### The task:
Please locate each line in the items below that contains the word "ceiling" and copy those lines out. Case counts.

[Coordinate labeling data]
** start **
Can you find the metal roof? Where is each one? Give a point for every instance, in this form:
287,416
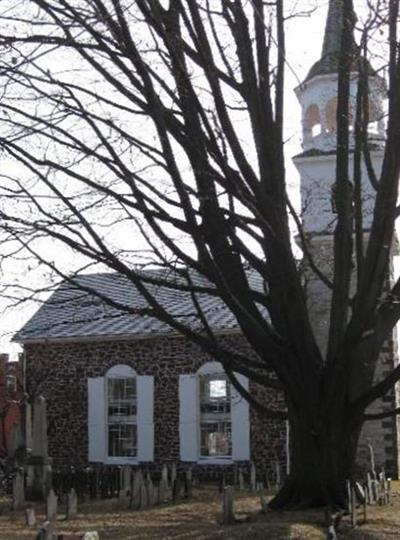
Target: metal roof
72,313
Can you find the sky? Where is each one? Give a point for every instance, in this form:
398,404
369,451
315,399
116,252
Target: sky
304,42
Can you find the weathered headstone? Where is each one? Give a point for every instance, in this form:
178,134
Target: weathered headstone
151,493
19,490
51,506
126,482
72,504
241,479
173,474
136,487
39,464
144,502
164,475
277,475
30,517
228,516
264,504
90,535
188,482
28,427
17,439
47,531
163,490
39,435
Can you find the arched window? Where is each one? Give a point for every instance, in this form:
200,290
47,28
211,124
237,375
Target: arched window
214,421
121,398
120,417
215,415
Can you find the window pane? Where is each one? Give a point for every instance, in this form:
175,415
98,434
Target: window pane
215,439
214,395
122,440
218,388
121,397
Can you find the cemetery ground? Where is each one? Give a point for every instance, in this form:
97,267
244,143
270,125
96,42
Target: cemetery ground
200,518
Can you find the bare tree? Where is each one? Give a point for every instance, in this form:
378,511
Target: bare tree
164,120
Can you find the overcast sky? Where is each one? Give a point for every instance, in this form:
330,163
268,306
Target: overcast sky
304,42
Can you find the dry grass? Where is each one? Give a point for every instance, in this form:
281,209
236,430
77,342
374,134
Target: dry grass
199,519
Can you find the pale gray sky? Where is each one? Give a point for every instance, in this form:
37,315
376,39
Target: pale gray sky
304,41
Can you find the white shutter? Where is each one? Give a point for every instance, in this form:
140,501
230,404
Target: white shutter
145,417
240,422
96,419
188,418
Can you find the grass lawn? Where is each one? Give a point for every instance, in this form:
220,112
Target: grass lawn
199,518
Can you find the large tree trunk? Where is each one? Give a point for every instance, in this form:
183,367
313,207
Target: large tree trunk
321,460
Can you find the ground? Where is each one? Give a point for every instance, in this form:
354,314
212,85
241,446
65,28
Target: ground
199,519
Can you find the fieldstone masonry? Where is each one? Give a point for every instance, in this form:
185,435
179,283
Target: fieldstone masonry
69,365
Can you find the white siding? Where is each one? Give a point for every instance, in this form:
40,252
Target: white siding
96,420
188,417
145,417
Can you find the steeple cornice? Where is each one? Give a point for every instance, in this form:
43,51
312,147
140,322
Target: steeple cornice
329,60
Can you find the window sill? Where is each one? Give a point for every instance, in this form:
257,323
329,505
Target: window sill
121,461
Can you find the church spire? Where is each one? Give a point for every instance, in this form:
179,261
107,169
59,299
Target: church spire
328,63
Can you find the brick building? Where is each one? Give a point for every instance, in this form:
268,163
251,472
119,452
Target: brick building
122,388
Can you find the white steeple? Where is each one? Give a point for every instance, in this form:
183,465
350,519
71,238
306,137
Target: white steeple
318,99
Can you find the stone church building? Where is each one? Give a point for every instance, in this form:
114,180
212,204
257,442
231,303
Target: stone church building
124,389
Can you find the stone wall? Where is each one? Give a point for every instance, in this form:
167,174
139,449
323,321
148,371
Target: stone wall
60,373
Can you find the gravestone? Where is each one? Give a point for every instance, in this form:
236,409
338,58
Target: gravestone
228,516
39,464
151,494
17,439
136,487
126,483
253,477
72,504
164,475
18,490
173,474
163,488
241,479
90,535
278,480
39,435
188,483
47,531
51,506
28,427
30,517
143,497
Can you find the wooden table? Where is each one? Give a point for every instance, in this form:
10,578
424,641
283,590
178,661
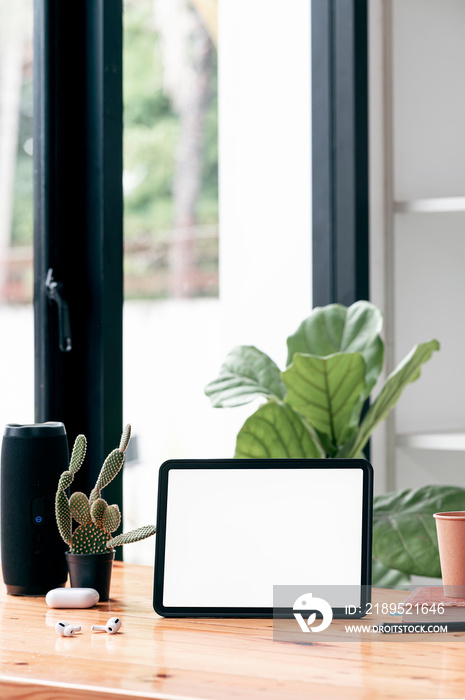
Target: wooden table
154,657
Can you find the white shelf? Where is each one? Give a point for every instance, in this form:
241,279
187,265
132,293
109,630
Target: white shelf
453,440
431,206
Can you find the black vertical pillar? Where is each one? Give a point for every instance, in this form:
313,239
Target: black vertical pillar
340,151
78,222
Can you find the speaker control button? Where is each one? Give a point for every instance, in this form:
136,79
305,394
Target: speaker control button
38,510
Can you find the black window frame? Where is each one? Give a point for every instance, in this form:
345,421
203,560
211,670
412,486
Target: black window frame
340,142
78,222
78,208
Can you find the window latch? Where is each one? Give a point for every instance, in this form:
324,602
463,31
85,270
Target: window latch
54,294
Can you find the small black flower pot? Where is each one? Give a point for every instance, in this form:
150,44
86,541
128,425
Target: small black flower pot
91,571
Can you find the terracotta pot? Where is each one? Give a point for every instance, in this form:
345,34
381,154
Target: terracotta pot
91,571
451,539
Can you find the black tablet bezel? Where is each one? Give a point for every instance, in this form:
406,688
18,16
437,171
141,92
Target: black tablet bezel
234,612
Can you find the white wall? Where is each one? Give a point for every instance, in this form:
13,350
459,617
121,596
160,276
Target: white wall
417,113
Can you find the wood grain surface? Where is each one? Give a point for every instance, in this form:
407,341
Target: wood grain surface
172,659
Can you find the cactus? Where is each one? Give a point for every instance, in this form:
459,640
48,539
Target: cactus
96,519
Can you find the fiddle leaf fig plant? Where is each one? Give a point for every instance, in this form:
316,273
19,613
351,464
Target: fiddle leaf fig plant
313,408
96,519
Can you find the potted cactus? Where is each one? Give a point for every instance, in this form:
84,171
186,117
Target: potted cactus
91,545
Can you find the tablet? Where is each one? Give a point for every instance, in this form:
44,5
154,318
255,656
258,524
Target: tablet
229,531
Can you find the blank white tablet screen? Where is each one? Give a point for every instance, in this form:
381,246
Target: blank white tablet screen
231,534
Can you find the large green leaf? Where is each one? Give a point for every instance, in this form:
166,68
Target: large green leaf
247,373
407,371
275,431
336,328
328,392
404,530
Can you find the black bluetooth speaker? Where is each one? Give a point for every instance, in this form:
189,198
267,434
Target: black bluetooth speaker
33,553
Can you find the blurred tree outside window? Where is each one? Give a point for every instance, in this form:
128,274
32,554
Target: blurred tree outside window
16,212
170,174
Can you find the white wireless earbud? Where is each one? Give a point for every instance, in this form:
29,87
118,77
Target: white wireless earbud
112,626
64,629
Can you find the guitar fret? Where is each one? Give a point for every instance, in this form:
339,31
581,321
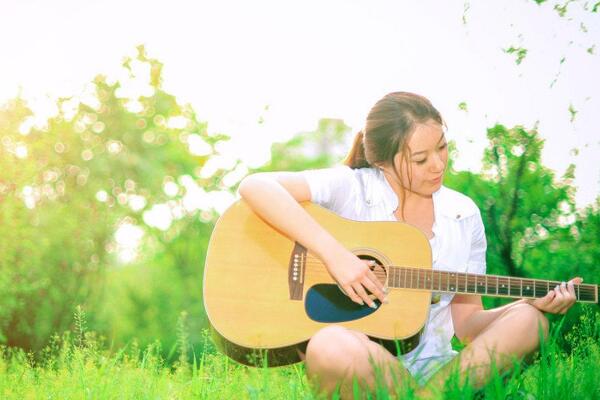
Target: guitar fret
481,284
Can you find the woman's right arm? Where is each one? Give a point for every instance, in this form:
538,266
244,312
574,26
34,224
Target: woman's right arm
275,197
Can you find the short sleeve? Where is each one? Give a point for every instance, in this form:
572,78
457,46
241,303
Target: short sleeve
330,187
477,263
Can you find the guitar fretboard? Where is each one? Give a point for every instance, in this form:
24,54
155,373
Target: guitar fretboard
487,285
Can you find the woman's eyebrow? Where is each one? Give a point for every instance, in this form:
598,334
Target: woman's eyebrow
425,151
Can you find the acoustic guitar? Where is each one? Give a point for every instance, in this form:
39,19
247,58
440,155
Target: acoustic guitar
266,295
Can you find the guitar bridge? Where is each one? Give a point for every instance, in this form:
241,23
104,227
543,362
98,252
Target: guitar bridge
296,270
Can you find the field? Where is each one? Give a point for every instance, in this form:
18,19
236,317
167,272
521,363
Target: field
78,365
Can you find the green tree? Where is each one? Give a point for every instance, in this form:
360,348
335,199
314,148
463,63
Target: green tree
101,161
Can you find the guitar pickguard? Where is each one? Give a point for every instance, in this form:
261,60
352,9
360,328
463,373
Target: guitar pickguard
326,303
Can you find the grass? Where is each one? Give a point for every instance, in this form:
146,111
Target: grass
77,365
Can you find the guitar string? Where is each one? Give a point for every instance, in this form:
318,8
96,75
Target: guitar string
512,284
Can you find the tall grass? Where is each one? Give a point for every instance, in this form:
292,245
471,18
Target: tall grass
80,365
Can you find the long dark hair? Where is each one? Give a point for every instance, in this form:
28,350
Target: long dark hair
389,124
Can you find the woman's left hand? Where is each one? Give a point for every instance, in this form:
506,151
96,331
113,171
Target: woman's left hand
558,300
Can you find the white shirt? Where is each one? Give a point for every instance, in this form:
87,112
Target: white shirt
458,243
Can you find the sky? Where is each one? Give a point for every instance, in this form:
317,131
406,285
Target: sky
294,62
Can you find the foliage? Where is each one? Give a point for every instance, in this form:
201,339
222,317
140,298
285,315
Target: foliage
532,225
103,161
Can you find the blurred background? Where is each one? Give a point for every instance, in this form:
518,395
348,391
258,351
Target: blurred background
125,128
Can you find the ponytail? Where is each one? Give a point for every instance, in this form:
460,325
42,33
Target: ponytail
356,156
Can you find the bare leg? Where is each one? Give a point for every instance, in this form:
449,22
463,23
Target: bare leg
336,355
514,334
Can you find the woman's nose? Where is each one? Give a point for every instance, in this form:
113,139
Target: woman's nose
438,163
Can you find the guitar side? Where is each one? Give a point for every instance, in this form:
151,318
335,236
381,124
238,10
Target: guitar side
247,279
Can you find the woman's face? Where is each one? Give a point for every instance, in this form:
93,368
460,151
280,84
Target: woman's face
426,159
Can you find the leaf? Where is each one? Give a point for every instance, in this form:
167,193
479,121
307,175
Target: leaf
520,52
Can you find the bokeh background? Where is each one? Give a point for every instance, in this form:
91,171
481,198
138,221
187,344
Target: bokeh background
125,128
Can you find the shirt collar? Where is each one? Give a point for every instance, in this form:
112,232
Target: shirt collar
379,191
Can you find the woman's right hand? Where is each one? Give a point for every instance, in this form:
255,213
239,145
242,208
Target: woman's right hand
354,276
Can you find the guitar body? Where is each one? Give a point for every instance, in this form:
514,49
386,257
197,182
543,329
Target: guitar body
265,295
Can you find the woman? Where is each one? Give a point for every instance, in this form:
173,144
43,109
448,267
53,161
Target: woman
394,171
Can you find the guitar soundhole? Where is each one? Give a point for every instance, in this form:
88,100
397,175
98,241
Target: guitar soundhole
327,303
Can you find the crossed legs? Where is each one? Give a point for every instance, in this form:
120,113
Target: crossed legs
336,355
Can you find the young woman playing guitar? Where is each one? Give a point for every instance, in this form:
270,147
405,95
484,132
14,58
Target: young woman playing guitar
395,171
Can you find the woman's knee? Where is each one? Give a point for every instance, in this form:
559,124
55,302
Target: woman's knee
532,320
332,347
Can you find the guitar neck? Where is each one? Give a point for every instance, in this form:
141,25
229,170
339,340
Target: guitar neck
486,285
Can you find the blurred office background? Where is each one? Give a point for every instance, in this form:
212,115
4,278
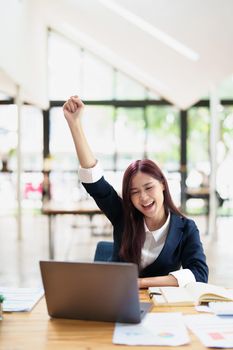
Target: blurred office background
** end **
** start **
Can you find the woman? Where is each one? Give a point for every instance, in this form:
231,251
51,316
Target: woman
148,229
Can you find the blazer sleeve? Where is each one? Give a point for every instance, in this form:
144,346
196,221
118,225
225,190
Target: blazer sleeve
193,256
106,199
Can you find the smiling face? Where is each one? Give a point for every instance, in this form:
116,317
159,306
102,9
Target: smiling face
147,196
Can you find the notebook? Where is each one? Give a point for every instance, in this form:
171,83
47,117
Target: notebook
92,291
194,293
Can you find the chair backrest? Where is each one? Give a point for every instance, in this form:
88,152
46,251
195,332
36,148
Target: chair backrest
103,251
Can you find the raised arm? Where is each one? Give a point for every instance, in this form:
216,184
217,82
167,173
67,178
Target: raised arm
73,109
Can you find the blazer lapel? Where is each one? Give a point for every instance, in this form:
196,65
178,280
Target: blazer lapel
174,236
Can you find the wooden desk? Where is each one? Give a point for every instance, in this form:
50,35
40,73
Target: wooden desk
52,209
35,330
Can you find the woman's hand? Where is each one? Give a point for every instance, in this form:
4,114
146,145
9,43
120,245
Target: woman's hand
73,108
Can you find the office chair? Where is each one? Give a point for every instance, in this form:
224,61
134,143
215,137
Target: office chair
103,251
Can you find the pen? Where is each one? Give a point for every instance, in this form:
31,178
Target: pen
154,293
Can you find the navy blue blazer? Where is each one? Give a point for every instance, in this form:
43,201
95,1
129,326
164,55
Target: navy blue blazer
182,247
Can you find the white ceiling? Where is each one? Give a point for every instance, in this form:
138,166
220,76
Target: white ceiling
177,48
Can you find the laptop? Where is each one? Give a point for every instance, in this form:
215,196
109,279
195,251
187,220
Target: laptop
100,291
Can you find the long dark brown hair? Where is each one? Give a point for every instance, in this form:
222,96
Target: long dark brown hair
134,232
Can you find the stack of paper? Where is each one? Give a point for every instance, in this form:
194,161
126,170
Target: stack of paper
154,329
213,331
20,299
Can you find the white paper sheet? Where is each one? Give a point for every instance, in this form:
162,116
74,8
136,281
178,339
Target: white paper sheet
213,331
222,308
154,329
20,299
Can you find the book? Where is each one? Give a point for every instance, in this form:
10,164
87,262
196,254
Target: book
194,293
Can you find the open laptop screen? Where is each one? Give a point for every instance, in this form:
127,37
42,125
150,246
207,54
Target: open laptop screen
** end **
### Task answer:
Can you find the white ceiling? Where is each one? Give a point for every instance, in this form:
Target: white ceiling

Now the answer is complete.